--- start of DATA SECTION ---

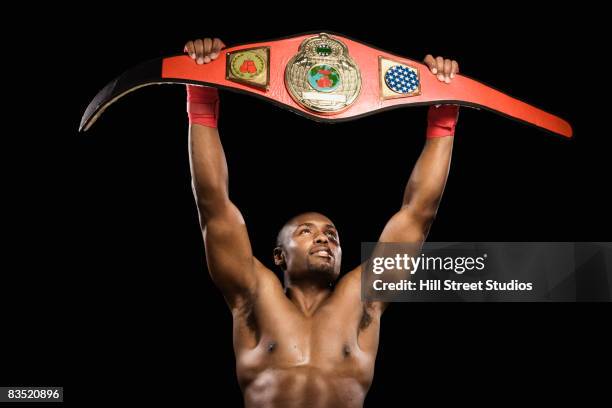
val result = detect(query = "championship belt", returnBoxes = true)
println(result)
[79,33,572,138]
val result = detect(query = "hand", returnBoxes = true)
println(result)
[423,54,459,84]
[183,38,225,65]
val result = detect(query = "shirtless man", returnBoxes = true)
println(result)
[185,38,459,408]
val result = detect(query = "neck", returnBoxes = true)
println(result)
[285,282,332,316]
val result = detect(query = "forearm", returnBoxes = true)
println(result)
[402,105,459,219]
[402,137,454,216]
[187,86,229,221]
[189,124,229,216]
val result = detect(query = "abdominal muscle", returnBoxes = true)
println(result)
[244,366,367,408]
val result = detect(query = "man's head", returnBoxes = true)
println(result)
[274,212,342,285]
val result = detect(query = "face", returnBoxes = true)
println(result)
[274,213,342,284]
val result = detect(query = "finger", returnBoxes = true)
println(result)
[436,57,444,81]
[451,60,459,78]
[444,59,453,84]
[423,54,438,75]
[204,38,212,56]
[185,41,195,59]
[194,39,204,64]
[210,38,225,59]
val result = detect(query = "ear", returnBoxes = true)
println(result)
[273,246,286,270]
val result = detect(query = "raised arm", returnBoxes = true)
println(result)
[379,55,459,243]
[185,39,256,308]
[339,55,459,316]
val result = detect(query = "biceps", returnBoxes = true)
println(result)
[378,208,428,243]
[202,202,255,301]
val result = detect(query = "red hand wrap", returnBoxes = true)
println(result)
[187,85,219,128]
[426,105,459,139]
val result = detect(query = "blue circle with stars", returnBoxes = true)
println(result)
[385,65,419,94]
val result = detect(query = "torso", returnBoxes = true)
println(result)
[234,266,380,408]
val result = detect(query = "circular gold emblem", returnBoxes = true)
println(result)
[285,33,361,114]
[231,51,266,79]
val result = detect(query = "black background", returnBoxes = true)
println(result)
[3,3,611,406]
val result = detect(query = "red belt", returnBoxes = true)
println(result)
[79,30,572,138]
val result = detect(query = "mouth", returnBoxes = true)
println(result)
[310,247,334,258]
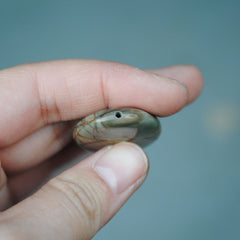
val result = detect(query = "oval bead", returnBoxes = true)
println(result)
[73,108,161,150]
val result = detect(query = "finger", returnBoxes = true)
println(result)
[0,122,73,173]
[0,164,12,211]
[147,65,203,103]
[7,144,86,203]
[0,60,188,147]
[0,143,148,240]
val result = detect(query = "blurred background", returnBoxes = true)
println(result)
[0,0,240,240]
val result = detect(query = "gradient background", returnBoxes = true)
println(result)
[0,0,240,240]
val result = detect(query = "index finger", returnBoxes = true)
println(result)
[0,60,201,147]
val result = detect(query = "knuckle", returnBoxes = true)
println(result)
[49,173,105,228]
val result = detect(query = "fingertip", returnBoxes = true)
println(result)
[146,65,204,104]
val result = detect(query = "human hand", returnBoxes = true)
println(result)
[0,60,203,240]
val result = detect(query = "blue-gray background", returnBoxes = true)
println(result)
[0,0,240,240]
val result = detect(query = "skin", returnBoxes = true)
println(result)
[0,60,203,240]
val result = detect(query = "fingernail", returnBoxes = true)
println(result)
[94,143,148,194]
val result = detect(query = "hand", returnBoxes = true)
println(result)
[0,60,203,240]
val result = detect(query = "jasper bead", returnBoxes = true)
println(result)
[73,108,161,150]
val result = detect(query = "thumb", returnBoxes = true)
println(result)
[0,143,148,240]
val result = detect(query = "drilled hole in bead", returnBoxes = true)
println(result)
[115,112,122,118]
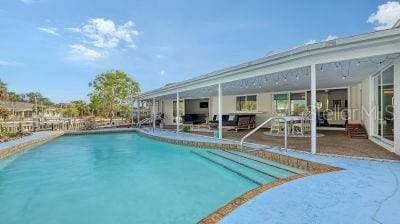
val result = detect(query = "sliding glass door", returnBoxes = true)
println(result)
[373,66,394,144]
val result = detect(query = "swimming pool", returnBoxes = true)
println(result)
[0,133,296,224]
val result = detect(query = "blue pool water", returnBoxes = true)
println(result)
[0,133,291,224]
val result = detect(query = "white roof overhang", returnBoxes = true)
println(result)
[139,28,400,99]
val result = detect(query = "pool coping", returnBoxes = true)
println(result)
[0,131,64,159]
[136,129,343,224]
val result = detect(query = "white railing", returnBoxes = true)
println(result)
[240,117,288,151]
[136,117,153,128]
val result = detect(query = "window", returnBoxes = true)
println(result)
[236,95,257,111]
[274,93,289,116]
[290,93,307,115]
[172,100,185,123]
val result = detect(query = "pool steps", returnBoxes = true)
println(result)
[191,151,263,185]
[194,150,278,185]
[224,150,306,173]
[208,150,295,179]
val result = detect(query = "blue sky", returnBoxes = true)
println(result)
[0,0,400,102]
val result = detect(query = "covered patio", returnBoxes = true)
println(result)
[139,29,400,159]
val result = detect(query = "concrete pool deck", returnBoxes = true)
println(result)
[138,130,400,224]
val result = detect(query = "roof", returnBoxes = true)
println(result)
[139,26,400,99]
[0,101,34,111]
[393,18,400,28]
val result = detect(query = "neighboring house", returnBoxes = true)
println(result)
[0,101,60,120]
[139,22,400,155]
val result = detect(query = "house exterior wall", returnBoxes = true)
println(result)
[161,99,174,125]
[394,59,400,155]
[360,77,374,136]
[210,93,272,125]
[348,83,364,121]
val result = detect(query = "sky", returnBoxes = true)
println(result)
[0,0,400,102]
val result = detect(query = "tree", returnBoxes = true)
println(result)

--- end of DATA SECTION ---

▸ **REQUIREMENT**
Convert the data into a Markdown table with the columns Row and Line, beginning at the start of the data and stopping after the line that contains "[231,51,266,79]". Number each line, skip blank lines, and leave the pictures out.

▸ **RESULT**
| Row | Line |
|---|---|
| 1 | val result = detect(query = "championship belt", returnBoxes = true) |
| 2 | println(result) |
| 3 | [79,33,572,138] |
| 4 | val result = detect(query = "hand", returnBoxes = true) |
| 5 | println(result) |
| 6 | [423,54,459,84] |
| 7 | [183,38,225,65] |
| 8 | val result = detect(query = "shirtless man", returnBoxes = true) |
| 9 | println(result) |
| 10 | [185,38,459,408] |
| 11 | val result = detect(query = "neck", returnBoxes = true) |
| 12 | println(result) |
| 13 | [285,282,332,316] |
| 14 | val result = detect(query = "forearm", returnBoxes = true) |
| 15 | println(result) |
| 16 | [402,105,459,219] |
| 17 | [402,137,454,216] |
| 18 | [187,86,229,221] |
| 19 | [189,124,229,216] |
| 20 | val result = detect(query = "abdominal muscle", returnBoxes = true) |
| 21 | println(result) |
| 22 | [244,366,367,408] |
| 23 | val result = detect(query = "man's head", returnBoxes = true) |
| 24 | println(result) |
| 25 | [274,212,342,285] |
| 26 | val result = detect(query = "face", returnBoxes = true) |
| 27 | println(result) |
| 28 | [274,213,342,284] |
| 29 | val result = detect(query = "finger", returnBoxes = true) |
| 30 | println(result) |
| 31 | [436,57,444,81] |
| 32 | [451,60,459,78] |
| 33 | [444,59,453,84] |
| 34 | [423,54,438,75] |
| 35 | [204,38,212,56] |
| 36 | [185,41,195,59] |
| 37 | [194,39,204,64] |
| 38 | [210,38,225,59] |
| 39 | val result = detect(query = "ear", returnBoxes = true) |
| 40 | println(result) |
| 41 | [273,246,286,270] |
| 42 | val result = detect(query = "raised arm", returnBoxes = true) |
| 43 | println(result) |
| 44 | [379,55,459,243] |
| 45 | [185,39,256,308] |
| 46 | [339,55,459,316] |
| 47 | val result = detect(query = "biceps", returnBoxes = true) |
| 48 | println(result) |
| 49 | [378,208,428,243] |
| 50 | [202,202,255,301] |
| 51 | val result = detect(query = "red hand wrap", returnBoxes = true) |
| 52 | println(result) |
| 53 | [187,85,219,128] |
| 54 | [426,105,459,139] |
| 55 | val result = detect(query = "blue circle with stars", returnBoxes = true) |
| 56 | println(result) |
| 57 | [385,65,419,94] |
| 58 | val result = detect(query = "torso", returnBoxes = true) |
| 59 | println(result) |
| 60 | [234,266,380,408] |
| 61 | val result = detect(query = "circular gold emblem", returnBoxes = true) |
| 62 | println(result) |
| 63 | [285,33,361,114] |
| 64 | [231,51,266,79] |